Required work: Rewrite all of the items below, changing "thickest part" to "widest part" and leaving everything else as it is.

Extracted items
---+---
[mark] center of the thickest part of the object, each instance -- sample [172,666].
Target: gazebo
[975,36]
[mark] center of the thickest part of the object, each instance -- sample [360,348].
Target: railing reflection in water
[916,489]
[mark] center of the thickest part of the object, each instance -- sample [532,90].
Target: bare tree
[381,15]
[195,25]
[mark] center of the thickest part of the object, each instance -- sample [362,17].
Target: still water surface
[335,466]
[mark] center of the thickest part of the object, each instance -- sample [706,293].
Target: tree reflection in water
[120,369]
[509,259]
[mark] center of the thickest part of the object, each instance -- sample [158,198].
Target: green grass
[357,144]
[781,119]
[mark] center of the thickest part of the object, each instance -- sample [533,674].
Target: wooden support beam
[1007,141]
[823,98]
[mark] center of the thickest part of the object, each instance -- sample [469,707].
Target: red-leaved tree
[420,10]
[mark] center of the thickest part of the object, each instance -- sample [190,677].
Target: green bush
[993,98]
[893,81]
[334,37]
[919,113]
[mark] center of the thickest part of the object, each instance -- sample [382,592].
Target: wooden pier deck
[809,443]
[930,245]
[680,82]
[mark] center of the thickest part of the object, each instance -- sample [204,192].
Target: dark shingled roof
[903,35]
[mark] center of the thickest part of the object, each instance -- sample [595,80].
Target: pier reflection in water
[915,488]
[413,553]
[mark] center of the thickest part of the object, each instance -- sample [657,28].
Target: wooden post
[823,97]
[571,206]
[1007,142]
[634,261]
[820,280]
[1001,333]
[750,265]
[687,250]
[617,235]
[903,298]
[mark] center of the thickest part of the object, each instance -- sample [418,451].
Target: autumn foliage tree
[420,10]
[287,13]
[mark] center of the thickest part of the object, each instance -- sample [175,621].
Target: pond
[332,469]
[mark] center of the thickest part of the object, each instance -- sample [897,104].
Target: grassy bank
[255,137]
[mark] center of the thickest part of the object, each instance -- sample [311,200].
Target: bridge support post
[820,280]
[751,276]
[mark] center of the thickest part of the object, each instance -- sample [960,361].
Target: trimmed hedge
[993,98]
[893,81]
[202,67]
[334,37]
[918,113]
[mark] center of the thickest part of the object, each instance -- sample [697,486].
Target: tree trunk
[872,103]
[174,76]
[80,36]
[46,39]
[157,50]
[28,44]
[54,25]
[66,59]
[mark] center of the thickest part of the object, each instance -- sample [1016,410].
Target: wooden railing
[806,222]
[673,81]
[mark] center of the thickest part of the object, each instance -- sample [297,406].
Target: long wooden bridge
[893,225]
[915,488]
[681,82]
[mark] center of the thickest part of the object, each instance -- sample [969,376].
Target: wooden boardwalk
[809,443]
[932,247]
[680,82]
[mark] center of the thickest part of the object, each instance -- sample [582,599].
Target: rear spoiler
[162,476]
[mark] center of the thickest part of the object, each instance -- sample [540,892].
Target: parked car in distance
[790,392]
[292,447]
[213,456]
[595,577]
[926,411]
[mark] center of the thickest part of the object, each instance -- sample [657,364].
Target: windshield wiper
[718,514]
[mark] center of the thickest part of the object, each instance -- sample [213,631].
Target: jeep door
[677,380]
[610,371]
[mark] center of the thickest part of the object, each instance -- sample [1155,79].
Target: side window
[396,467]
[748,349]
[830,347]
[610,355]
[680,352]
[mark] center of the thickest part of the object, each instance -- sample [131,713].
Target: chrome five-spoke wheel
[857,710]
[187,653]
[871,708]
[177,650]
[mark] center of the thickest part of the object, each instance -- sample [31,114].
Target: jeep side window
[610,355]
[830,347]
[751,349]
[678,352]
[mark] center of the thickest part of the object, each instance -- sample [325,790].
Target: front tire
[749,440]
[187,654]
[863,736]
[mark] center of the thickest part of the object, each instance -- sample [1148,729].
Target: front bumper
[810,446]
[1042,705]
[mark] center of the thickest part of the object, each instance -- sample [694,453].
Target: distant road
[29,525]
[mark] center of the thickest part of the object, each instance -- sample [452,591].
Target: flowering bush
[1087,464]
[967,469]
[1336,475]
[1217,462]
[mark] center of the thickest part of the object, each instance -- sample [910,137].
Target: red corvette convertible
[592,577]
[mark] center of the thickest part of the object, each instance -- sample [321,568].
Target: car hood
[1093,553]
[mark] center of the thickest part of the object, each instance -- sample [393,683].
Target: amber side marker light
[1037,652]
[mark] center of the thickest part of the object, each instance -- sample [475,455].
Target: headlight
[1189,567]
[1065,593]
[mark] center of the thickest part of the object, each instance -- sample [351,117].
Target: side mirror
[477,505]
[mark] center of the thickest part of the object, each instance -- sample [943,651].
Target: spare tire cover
---+---
Reply to the task:
[mark] center of the widest part of the object, each instance -- sample [172,666].
Target: gazebo
[975,36]
[mark] center of the widest part of the object, each instance -- sample [360,348].
Target: railing reflection in water
[916,489]
[mark] center of the widest part of the object, each instance -- sample [532,90].
Target: bare tree
[381,15]
[195,25]
[mark] center of the widest part of the object, each instance -- sample [362,17].
Target: still water surface
[335,466]
[mark] center of the widest part of the object, each instance -- sample [706,293].
Target: tree reflection in water
[120,369]
[509,259]
[mark] center of the widest part of the object, each instance -- sample [158,198].
Target: green grass
[357,144]
[781,119]
[mark] center of the widest part of the object, each instance -- sample [533,674].
Target: wooden support beam
[1007,141]
[823,98]
[mark] center of the widest part of the object, each instance -- sample [469,707].
Target: red-leaved tree
[420,10]
[mark] center of the widest part of the object, each instance -- sample [190,677].
Target: green bush
[993,98]
[893,81]
[334,37]
[919,113]
[mark] center of the widest part of the object, each instance -- sample [382,592].
Target: wooden pier deck
[809,443]
[930,245]
[680,82]
[mark] center of the widest part of the object, each instance -- sample [204,192].
Target: dark shingled roof
[903,35]
[mark] center of the widest part of the object, each instance -- sample [595,80].
Target: pier reflection in water
[915,488]
[413,553]
[mark] center of the widest part of the object, each instance -- sample [657,28].
Target: wooden post
[823,97]
[571,206]
[1007,142]
[634,261]
[820,280]
[1001,333]
[750,265]
[687,250]
[617,235]
[903,298]
[mark] center of the widest part of the object, each instance -- sample [418,451].
Target: autumn foliage tree
[420,10]
[287,13]
[mark] center of the widest part of the object, each instance -- sample [175,621].
Target: pond
[332,469]
[mark] center of the widest part of the object, each instance -- sample [897,104].
Target: grassy bank
[255,137]
[mark] center of the widest part of the object, each instance -- sample [311,200].
Target: bridge support post
[820,280]
[751,276]
[mark] center of the widest part of the object, each instance -- sample [960,361].
Target: trimmed hedge
[993,98]
[893,81]
[202,67]
[334,37]
[918,113]
[mark] center of the widest part of the object, each instance -- sample [697,486].
Target: tree trunk
[872,103]
[174,76]
[80,36]
[46,39]
[157,50]
[28,44]
[54,25]
[66,59]
[mark] center of the widest part of the object, each instance -- sample [1016,410].
Target: wooden railing
[806,222]
[673,81]
[mark] center of the widest part of the object, each instance -- sample [297,406].
Target: long wooden bridge
[893,225]
[915,488]
[681,82]
[mark] center of the widest part of the object, each instance -- sample [969,376].
Target: wooden boardwalk
[809,443]
[932,247]
[680,82]
[mark] center of the widest part of the object, each instance -- sample [582,599].
Target: rear spoiler
[162,476]
[mark] center of the widest part of the object, each instance -- sample [540,892].
Target: parked car in distance
[790,392]
[292,447]
[213,456]
[595,577]
[926,411]
[mark] center of the widest part of the object, each instance -- sample [657,364].
Target: windshield wiper
[718,514]
[mark] center of the widest part of the object, each instance -- sample [213,631].
Target: jeep door
[677,380]
[610,371]
[mark] center of the widest part of the object, each instance -- sample [1155,79].
Target: side window
[396,467]
[748,349]
[830,347]
[610,355]
[680,352]
[mark] center of the widest part of the object, each instance -- sample [131,713].
Target: chrome five-spoke wheel
[857,710]
[187,653]
[871,708]
[177,650]
[mark] center of the widest part of the object, each instance -- sample [31,114].
Target: jeep side window
[610,355]
[830,347]
[751,349]
[678,352]
[mark] center of the widest part of the object, each instance -- sample [325,790].
Target: front tire
[749,440]
[187,654]
[863,736]
[mark] center of the widest part of the object, each instance -- sample [1148,729].
Target: front bumper
[810,446]
[1042,705]
[mark] center of the widest part of the object, each instance -- sample [694,453].
Target: distant road
[29,525]
[mark] center of the widest part of the object, each instance -- sample [452,591].
Target: flowering bush
[1087,464]
[967,469]
[1336,475]
[1217,462]
[mark] center of the widest part of the object, each instance -- sample [910,137].
Target: red corvette convertible
[592,577]
[mark] center of the widest part of the object, each instance -- sample [321,568].
Target: car hood
[1093,553]
[mark] center of the widest part of the object, each instance -- sample [393,683].
Target: amber side marker light
[1037,652]
[mark] center of the widest part of the object, each instance -- sample [475,455].
Target: headlight
[1189,567]
[1065,593]
[mark] center of the widest part of the object, each instance -- sample [351,117].
Target: side mirror
[477,505]
[mark] center of the widest part of the object, each instance -- sample [943,651].
Target: spare tire cover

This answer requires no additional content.